[TASK DESCRIPTION]
Could you write out every record below exactly, leaving out any pictures?

[PROVIDED DATA]
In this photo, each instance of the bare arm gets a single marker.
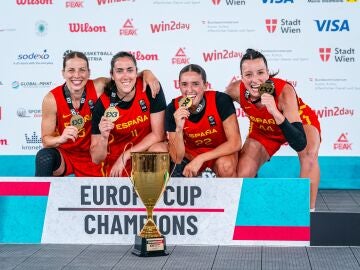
(49, 134)
(288, 104)
(230, 146)
(176, 139)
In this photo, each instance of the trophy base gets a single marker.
(149, 247)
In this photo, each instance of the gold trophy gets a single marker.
(149, 175)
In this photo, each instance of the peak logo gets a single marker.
(86, 28)
(128, 29)
(104, 2)
(74, 4)
(180, 58)
(325, 54)
(271, 25)
(170, 26)
(342, 143)
(34, 2)
(332, 25)
(221, 55)
(230, 2)
(278, 1)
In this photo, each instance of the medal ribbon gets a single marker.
(69, 102)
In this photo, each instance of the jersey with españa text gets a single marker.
(262, 122)
(206, 134)
(132, 125)
(82, 144)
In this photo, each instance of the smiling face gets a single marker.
(124, 73)
(254, 72)
(193, 86)
(76, 74)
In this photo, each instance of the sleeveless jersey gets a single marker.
(263, 123)
(132, 125)
(81, 145)
(208, 133)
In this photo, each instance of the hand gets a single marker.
(119, 165)
(269, 101)
(150, 80)
(69, 133)
(180, 115)
(193, 167)
(105, 126)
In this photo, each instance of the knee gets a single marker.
(226, 169)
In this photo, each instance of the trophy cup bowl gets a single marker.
(149, 176)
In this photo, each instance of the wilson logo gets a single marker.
(128, 29)
(332, 25)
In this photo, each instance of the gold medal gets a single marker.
(77, 121)
(185, 102)
(267, 87)
(112, 114)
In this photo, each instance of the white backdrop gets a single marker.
(314, 44)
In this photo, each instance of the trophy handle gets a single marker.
(172, 171)
(122, 159)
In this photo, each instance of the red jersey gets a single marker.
(208, 133)
(263, 127)
(82, 144)
(132, 126)
(76, 154)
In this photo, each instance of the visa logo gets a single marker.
(277, 1)
(332, 25)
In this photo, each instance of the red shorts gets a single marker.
(80, 165)
(308, 117)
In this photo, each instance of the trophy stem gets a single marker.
(150, 229)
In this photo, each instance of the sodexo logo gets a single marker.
(332, 25)
(34, 56)
(128, 29)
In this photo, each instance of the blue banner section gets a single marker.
(274, 202)
(22, 218)
(336, 172)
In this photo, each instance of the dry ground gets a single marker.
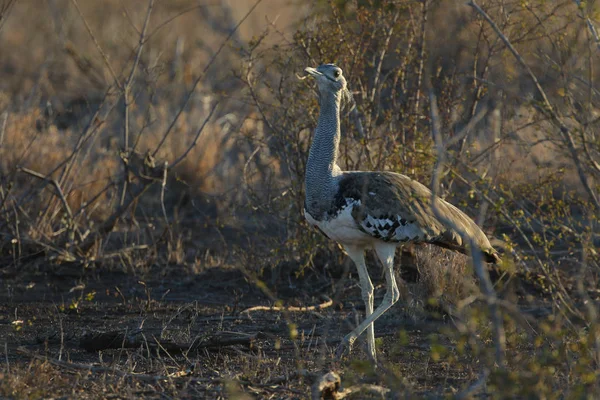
(47, 317)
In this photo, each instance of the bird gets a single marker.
(377, 210)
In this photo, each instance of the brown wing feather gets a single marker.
(387, 195)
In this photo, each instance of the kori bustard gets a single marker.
(379, 210)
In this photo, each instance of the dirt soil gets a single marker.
(46, 319)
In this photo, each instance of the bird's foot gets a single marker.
(345, 347)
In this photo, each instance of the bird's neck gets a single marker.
(322, 168)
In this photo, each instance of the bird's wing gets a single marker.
(395, 208)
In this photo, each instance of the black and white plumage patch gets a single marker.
(392, 228)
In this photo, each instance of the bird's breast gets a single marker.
(340, 225)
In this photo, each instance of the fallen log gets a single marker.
(97, 341)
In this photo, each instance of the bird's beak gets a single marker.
(312, 71)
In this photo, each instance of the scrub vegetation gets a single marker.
(152, 156)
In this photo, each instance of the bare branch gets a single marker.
(480, 270)
(547, 109)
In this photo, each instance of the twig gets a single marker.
(129, 80)
(549, 110)
(197, 81)
(326, 304)
(5, 10)
(98, 341)
(109, 371)
(3, 127)
(482, 273)
(195, 141)
(59, 191)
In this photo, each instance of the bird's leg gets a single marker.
(385, 253)
(357, 255)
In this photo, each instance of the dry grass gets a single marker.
(223, 231)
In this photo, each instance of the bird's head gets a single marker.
(329, 78)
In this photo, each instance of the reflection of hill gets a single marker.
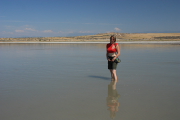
(103, 37)
(112, 99)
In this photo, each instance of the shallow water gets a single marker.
(71, 81)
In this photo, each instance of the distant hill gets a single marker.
(102, 37)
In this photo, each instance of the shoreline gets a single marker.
(130, 42)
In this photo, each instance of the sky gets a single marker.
(63, 18)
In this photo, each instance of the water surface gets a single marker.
(71, 81)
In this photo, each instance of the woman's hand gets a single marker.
(114, 59)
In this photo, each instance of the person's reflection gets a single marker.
(112, 99)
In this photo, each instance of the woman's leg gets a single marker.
(114, 74)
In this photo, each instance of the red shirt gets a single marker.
(111, 48)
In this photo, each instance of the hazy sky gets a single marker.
(51, 18)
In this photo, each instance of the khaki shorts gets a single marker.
(111, 64)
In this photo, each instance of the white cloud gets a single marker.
(30, 29)
(84, 31)
(47, 31)
(19, 31)
(117, 29)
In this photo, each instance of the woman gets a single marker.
(113, 51)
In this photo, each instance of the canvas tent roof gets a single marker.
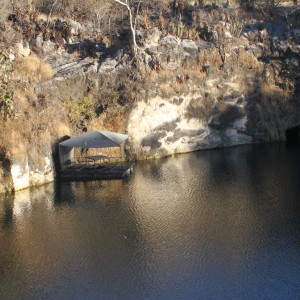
(96, 139)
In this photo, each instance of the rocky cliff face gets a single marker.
(186, 95)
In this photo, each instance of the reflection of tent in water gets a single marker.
(71, 165)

[RESPONSE AREA]
In this photo, each instance of the bare arm gets a single marker.
(49, 134)
(288, 104)
(230, 146)
(176, 139)
In this photo, each instance of the trophy base gets a single marker.
(149, 247)
In this photo, each instance of the gold trophy gets a single marker.
(149, 175)
In this photo, each instance of the peak logo gets a single marker.
(86, 28)
(128, 29)
(104, 2)
(74, 4)
(180, 58)
(325, 54)
(271, 25)
(170, 26)
(342, 143)
(34, 2)
(332, 25)
(221, 55)
(230, 2)
(278, 1)
In this photo, each instance of the medal ribbon gets a single marker.
(69, 102)
In this photo, each instance of the jersey with españa text gets a single marker.
(262, 122)
(206, 134)
(132, 125)
(82, 144)
In this photo, each instance of the smiling face gets a single marker.
(124, 73)
(254, 72)
(193, 86)
(76, 74)
In this photo, each instance of the sleeveless jersey gets a single marker.
(263, 123)
(132, 125)
(81, 145)
(208, 133)
In this photo, each instance of the hand gets a single marker.
(119, 165)
(269, 101)
(150, 80)
(69, 133)
(180, 115)
(193, 167)
(105, 126)
In this photo, each instance of the knee gets a single marker.
(226, 169)
In this photo, each instance of the trophy cup bowl gets a single marker.
(149, 176)
In this photo, each instance of the wilson logo gets a single marker.
(128, 29)
(332, 25)
In this photo, each instance of the gold medal gets a single marker.
(77, 121)
(185, 102)
(267, 87)
(112, 114)
In this photo, each instance of the white backdrop gets a single marker.
(314, 44)
In this photo, each instance of the trophy handle gets a single marker.
(172, 171)
(122, 159)
In this photo, each instance of the red jersey gets a single marker.
(208, 133)
(263, 127)
(82, 144)
(132, 126)
(76, 154)
In this photo, each instance of the visa logo gets a single marker.
(277, 1)
(332, 25)
In this photo, each instance of the red shorts gets a single marker.
(80, 165)
(308, 117)
In this photo, each instance of the trophy stem gets a single marker.
(150, 229)
In this photo, each instance of the sodexo logo gets a single marker.
(332, 25)
(34, 56)
(128, 29)
In this photo, each instance of the blue banner section gets a single marker.
(274, 202)
(22, 218)
(336, 172)
In this photo, each instance of the dry ground gets a single marker.
(47, 317)
In this photo, each instance of the bird gets a single marker.
(377, 210)
In this photo, each instance of the brown wing feather gets a single marker.
(387, 195)
In this photo, each instance of the kori bustard gets a single marker.
(379, 210)
In this photo, each instance of the dirt soil gets a single marker.
(46, 319)
In this photo, each instance of the bird's foot gets a single marker.
(345, 347)
In this photo, each instance of the bird's neck gets a single marker.
(322, 168)
In this photo, each instance of the bird's wing gets a single marker.
(395, 208)
In this photo, each instance of the black and white plumage patch gets a single marker.
(392, 228)
In this photo, each instance of the bird's breast gets a single marker.
(340, 225)
In this photo, each instance of the fallen log gets a single marker.
(97, 341)
In this photo, each instance of the bird's beak gets a single marker.
(312, 71)
In this photo, each instance of the scrub vegetation gets a single marker.
(152, 156)
In this photo, each instance of the bare branch gets a single marker.
(480, 270)
(547, 109)
In this photo, each instance of the twig gets a single marker.
(129, 80)
(549, 110)
(197, 81)
(326, 304)
(5, 10)
(98, 341)
(109, 371)
(3, 127)
(482, 273)
(195, 141)
(59, 191)
In this photo, each instance of the bird's leg gets a single marker.
(385, 253)
(357, 255)
In this photo, each instance of the dry grass gets a single marker.
(223, 231)
In this photo, each instance of the bird's head gets a single marker.
(329, 78)
In this photo, each instance of the reflection of hill gets a single marker.
(103, 37)
(112, 99)
In this photo, each instance of the shallow water gets a single marker.
(71, 81)
In this photo, each instance of the distant hill gets a single marker.
(102, 37)
In this photo, each instance of the shoreline gets a single marker.
(130, 42)
In this photo, each instance of the sky gets a single marker.
(63, 18)
In this photo, each instance of the water surface gets a single marker.
(71, 81)
In this photo, each instance of the woman's hand gets a single marker.
(114, 59)
In this photo, each instance of the person's reflection gets a single marker.
(112, 99)
In this photo, each instance of the woman's leg gets a single marker.
(114, 74)
In this photo, each instance of the red shirt gets a single marker.
(111, 48)
In this photo, each instance of the hazy sky gets a single marker.
(51, 18)
In this photo, each instance of the khaki shorts gets a single marker.
(111, 64)
In this photo, each instance of the white cloud gets a single marker.
(30, 29)
(84, 31)
(47, 31)
(19, 31)
(117, 29)
In this photo, each instance of the woman gets a single marker.
(113, 51)
In this photo, each instance of the canvas tent roof gets a single marker.
(96, 139)
In this photo, each instance of the rocky cliff face gets a single marker.
(186, 95)
In this photo, each instance of the reflection of tent in water gets a single marker.
(71, 165)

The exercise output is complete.